(Collected data entries)
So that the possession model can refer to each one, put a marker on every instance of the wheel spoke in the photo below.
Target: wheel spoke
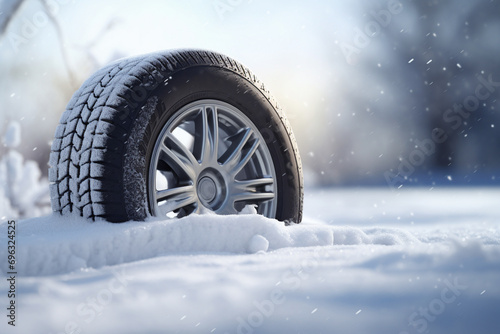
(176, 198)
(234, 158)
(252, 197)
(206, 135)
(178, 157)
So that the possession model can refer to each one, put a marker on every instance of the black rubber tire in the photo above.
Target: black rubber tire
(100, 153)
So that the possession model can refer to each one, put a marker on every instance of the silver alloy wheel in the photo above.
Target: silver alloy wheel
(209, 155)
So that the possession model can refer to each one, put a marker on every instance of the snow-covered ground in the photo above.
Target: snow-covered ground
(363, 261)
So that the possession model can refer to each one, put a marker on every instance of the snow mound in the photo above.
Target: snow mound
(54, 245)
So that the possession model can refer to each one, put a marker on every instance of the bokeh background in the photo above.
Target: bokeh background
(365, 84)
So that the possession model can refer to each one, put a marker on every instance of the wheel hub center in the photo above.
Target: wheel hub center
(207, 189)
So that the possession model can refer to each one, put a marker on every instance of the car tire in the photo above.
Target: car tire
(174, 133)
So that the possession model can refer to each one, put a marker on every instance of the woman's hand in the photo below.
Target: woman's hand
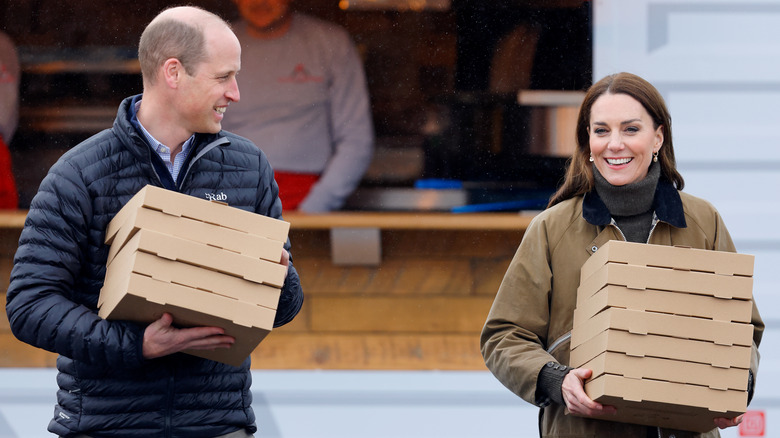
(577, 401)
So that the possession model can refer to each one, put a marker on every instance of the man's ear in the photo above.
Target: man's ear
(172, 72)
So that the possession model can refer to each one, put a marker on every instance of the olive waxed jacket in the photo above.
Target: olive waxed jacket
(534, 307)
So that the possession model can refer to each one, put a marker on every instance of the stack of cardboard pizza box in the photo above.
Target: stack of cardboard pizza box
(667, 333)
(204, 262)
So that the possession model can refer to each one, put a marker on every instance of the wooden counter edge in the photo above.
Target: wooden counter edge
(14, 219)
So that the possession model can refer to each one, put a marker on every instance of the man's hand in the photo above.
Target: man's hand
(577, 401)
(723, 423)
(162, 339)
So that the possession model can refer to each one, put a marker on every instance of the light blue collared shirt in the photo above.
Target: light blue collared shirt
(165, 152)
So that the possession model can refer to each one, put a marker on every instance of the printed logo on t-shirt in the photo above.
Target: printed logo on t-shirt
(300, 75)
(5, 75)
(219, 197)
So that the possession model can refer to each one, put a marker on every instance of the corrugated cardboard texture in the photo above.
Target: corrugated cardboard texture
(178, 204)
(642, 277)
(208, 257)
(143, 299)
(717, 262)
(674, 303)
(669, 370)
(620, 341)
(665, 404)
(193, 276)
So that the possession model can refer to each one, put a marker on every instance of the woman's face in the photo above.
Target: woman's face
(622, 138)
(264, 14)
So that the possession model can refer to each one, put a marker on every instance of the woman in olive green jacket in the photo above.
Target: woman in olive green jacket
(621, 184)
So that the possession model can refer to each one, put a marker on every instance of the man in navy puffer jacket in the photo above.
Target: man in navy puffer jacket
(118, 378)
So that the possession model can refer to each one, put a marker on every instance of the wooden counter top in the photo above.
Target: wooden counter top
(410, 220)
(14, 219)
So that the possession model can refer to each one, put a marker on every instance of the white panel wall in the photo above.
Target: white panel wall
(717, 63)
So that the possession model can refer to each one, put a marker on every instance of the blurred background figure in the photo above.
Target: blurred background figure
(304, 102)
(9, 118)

--

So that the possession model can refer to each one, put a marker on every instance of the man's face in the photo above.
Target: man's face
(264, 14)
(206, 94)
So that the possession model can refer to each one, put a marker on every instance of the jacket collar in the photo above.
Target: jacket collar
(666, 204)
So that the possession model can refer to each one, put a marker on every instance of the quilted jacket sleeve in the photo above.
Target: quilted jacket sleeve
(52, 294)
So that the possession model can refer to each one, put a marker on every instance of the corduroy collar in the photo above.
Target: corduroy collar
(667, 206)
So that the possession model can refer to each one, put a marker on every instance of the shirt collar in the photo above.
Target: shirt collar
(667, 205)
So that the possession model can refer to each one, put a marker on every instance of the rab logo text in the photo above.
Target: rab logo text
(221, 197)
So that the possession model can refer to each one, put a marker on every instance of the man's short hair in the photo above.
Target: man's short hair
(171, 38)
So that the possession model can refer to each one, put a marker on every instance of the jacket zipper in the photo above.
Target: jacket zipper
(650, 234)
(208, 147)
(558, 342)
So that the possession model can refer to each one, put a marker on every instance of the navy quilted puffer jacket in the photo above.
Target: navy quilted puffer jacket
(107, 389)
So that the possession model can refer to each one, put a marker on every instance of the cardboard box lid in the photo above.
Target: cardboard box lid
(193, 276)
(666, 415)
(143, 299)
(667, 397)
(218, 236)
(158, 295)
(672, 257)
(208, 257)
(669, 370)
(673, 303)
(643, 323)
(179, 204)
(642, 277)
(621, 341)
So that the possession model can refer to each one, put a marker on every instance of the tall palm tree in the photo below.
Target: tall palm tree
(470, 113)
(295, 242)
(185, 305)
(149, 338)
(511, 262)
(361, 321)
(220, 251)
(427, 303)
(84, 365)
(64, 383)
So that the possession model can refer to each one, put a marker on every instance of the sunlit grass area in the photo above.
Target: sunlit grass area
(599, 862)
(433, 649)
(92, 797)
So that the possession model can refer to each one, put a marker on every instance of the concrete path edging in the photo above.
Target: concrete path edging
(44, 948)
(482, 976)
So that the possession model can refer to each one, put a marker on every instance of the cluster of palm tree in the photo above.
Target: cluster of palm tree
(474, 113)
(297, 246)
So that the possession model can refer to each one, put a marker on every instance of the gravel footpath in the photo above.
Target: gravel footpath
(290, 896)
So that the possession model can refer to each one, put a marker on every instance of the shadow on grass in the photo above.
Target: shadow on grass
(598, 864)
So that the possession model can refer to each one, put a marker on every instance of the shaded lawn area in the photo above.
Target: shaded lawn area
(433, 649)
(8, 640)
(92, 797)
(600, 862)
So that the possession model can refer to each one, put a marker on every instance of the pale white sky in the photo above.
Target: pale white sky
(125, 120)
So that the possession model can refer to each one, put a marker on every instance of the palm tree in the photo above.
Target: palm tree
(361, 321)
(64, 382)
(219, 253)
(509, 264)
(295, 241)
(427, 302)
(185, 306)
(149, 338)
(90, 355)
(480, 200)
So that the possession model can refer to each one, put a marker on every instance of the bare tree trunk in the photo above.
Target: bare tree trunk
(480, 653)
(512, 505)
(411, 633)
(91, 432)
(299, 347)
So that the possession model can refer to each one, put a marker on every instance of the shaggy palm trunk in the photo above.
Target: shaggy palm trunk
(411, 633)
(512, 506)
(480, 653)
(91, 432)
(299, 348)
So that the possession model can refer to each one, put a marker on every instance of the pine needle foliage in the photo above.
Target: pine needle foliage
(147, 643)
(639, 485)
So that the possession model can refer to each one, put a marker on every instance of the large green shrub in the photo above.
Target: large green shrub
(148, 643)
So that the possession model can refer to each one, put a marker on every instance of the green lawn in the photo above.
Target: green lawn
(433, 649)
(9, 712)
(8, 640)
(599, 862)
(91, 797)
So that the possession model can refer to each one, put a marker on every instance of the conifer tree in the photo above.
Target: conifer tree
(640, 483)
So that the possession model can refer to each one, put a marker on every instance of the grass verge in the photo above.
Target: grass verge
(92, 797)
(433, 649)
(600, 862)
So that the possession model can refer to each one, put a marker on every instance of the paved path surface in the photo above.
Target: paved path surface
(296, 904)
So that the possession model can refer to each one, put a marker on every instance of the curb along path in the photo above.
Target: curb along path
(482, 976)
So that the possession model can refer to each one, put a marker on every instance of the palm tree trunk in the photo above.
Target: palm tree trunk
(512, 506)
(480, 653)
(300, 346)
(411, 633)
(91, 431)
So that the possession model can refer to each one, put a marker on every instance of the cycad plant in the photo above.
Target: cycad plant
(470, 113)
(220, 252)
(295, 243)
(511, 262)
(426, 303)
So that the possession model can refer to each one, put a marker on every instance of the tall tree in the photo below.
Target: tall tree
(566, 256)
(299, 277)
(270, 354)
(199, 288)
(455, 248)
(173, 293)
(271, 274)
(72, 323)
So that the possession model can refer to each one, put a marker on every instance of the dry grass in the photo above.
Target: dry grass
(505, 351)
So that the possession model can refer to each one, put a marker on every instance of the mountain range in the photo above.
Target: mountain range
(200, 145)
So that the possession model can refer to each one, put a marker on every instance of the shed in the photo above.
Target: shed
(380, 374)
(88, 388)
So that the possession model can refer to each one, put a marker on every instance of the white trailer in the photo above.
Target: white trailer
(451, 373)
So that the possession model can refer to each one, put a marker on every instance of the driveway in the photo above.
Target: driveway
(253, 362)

→ BRIEF
Look through the entries and find each line that has the string "below". Copy those lines.

→ SOLUTION TO THIS TASK
So that the possession model can refer to each one, put a marker on every instance of the wheel spoke in the photo below.
So that the possession model can refer to each one, put a marker on every instance of the woman's hand in the photo below.
So that the possession model can refer to each one, put a marker on every instance of the tall palm tree in the photo below.
So that the possession model can refer to each one, put a marker on every instance of the tall tree in the photo below.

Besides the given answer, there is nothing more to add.